Pointing records

□ □ □ □ □

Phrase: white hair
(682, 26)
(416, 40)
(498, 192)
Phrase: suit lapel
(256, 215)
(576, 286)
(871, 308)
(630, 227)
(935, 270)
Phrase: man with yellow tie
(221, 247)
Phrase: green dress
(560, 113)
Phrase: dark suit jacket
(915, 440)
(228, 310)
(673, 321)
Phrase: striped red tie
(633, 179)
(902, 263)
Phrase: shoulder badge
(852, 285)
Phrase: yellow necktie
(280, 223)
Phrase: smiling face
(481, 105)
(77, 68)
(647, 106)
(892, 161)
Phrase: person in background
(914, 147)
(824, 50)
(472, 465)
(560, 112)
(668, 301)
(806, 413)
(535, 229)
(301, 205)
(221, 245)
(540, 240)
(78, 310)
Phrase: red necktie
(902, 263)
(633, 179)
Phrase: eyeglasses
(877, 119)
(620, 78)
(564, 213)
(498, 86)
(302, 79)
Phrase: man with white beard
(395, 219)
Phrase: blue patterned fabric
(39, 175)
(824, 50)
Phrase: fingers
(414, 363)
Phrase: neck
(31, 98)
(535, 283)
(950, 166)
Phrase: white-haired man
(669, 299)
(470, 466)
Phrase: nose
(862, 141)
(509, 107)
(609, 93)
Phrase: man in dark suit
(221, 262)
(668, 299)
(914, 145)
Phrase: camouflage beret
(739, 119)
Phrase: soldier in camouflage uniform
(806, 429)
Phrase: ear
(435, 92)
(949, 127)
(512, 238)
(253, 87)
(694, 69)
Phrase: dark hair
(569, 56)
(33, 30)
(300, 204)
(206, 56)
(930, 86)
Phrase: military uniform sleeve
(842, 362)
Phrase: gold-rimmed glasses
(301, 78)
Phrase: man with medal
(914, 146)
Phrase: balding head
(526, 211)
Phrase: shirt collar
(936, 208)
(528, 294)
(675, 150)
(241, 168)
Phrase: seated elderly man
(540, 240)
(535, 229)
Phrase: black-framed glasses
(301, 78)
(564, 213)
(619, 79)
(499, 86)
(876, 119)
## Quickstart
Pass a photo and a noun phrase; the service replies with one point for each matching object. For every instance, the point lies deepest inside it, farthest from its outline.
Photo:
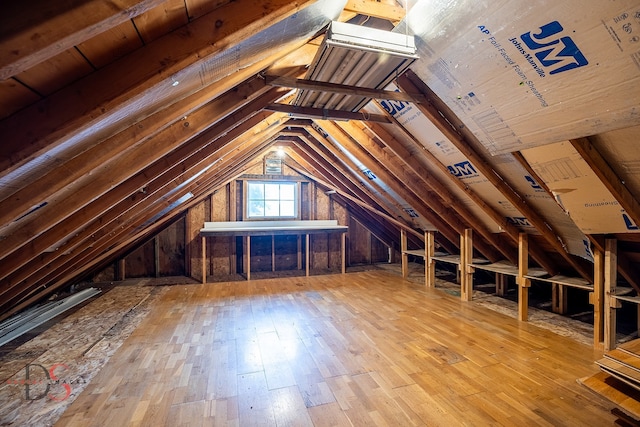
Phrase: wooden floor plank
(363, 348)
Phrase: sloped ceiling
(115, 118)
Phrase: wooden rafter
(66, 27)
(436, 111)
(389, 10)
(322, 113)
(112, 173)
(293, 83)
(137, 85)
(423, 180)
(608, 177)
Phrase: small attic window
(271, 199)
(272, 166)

□ □ □ □ □

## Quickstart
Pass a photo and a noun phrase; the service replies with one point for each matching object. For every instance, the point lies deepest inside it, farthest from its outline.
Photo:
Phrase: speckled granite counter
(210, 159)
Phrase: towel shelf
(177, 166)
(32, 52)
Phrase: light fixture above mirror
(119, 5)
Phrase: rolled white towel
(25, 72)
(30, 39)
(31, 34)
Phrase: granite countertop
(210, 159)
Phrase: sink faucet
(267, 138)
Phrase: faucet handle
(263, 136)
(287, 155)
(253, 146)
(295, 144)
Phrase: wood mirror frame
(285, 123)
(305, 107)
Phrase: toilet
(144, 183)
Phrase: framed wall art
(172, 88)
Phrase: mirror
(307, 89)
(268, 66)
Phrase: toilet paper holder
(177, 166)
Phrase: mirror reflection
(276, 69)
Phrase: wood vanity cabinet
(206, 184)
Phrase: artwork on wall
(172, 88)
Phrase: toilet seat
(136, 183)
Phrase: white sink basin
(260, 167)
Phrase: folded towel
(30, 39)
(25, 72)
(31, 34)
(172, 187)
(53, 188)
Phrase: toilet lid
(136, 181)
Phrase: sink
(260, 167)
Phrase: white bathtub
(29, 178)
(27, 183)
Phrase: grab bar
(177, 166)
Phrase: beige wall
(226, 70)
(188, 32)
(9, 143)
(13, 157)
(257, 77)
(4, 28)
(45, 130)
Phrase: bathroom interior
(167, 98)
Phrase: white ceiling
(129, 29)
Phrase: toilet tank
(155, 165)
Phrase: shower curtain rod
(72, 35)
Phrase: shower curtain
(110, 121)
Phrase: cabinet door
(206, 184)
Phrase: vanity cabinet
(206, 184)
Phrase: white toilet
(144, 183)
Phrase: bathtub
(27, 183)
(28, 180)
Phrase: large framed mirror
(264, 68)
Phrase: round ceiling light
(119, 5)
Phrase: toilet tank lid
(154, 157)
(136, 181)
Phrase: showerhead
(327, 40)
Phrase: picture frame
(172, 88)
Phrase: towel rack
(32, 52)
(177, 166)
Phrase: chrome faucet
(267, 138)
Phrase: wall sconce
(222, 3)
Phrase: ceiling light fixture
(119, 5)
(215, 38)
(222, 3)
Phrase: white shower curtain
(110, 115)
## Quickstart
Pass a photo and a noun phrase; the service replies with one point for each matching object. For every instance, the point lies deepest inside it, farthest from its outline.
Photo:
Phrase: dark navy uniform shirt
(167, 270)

□ □ □ □ □

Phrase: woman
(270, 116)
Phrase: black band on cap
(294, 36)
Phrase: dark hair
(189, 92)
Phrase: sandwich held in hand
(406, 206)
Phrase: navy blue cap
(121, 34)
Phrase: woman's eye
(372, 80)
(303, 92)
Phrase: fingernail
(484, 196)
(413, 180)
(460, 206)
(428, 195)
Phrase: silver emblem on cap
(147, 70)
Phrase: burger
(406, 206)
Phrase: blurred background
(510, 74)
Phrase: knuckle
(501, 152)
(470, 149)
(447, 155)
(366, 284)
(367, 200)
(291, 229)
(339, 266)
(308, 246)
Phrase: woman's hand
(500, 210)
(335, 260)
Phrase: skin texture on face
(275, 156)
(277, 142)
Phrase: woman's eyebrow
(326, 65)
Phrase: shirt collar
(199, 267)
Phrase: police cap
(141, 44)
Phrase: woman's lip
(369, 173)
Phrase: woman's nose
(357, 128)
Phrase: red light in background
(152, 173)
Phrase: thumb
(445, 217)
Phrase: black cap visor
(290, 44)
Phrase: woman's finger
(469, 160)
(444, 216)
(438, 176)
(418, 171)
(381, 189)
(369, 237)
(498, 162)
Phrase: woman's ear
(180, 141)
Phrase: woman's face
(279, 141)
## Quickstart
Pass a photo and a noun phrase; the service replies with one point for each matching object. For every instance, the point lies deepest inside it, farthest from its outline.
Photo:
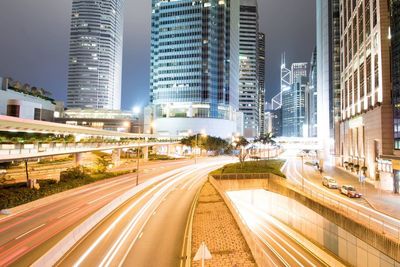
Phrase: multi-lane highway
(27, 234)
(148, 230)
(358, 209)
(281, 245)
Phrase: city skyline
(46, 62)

□ □ □ □ □

## Description of the task
Please collect every line of the material above that contains the string "blue".

## Answer to this task
Phrase: blue patterned fabric
Phrase: navy blue cap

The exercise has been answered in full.